* [Tarefas a cumprir]:
[1] Transcreva literalmente o trecho do texto sobre a regulamentação da inteligência artificial que começa com as palavras "O desenvolvimento exponencial" e termina com "científico e tecnológico.".
[2] Continue o texto sobre a regulamentação da inteligência artificial a partir da última frase apresentada.

* [Texto da página]:
::::

Regulamentação das I.A's: muito barulho por nada? - Entrevista com a professora Ana Frazão sobre o Projeto de Lei 759/2024.
- Luca Zulato
- 27 de jan.
- 10 min de leitura
*Texto escrito em co-autoria com Eduarda Borges de Souza Lôbo, graduanda em Direito pelo Ceub. Esse texto foi dividido em duas partes, essa é a parte II.
O desenvolvimento exponencial que os sistemas de Inteligência Artificial demonstraram nos últimos anos foi o ensejo para que governos do mundo inteiro tomassem medidas legais urgentes para a contenção dos riscos iminentes trazidos pelas novas tecnologias. Diante dessa latente realidade do atual estado de desenvolvimento tecnológico, foi redigido em 2023 o Projeto de Lei n° 759, de autoria do Senador Rodrigo Pacheco, que tem por objetivo estabelecer normas gerais de caráter nacional para o desenvolvimento, implementação e uso responsável de sistemas de inteligência artificial (IA) no Brasil, com o objetivo de proteger os direitos fundamentais e garantir a implementação de sistemas seguros e confiáveis, em benefício da pessoa humana, do regime democrático e do desenvolvimento científico e tecnológico.

::::

* [Material fornecido]:
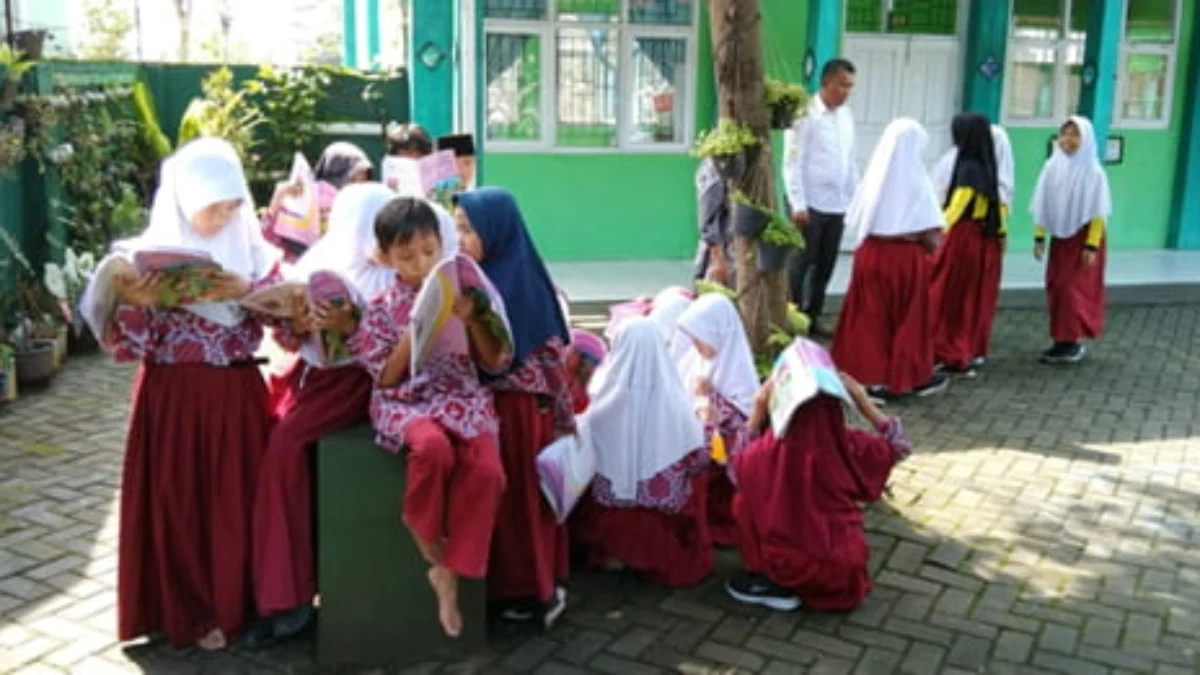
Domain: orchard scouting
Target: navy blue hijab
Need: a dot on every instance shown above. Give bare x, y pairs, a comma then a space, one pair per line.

::::

* [Resultados do exercício]:
[1]
O desenvolvimento exponencial que os sistemas de Inteligência Artificial demonstraram nos últimos anos foi o ensejo para que governos do mundo inteiro tomassem medidas legais urgentes para a contenção dos riscos iminentes trazidos pelas novas tecnologias. Diante dessa latente realidade do atual estado de desenvolvimento tecnológico, foi redigido em 2023 o Projeto de Lei n° 759, de autoria do Senador Rodrigo Pacheco, que tem por objetivo estabelecer normas gerais de caráter nacional para o desenvolvimento, implementação e uso responsável de sistemas de inteligência artificial (IA) no Brasil, com o objetivo de proteger os direitos fundamentais e garantir a implementação de sistemas seguros e confiáveis, em benefício da pessoa humana, do regime democrático e do desenvolvimento científico e tecnológico.

[2]
A elaboração do Projeto teve a colaboração de uma ampla comissão composta por especialistas dos ramos do direito civil e do direito digital. Entre os juristas notáveis que ali constavam, tive a surpresa de me deparar com o nome da Ana Frazão, minha professora de Teoria Geral do Direito Privado e lenda viva da Faculdade de Direito da Universidade de Brasília (entre outras inúmeras qualificações que renderiam uma matéria inteira). Diante dessa feliz coincidência, pensei que melhor do que gastar o tempo do leitor com opiniões ignóbeis deste pseudo-jornalista que vos escreve seria convidar uma verdadeira especialista para comentar sobre o Projeto que a própria ajudou a formular. Dado o convite prontamente aceito, eu e minha companheira que assina essa matéria em co-autoria fomos gentilmente recebidos pela professora Ana, que nos deu a honra de conceder a entrevista que se transcreve a seguir (sem absolutamente nenhum uso de Inteligência Artificial, que conste nos autos):
Pergunta (Eduarda): Como foram pensados, diante dessas dificuldades que foram enfrentadas, os mecanismos previstos no PL para que se pudesse assegurar que os direitos fundamentais efetivamente sejam respeitados na aplicação dos sistemas de I.A?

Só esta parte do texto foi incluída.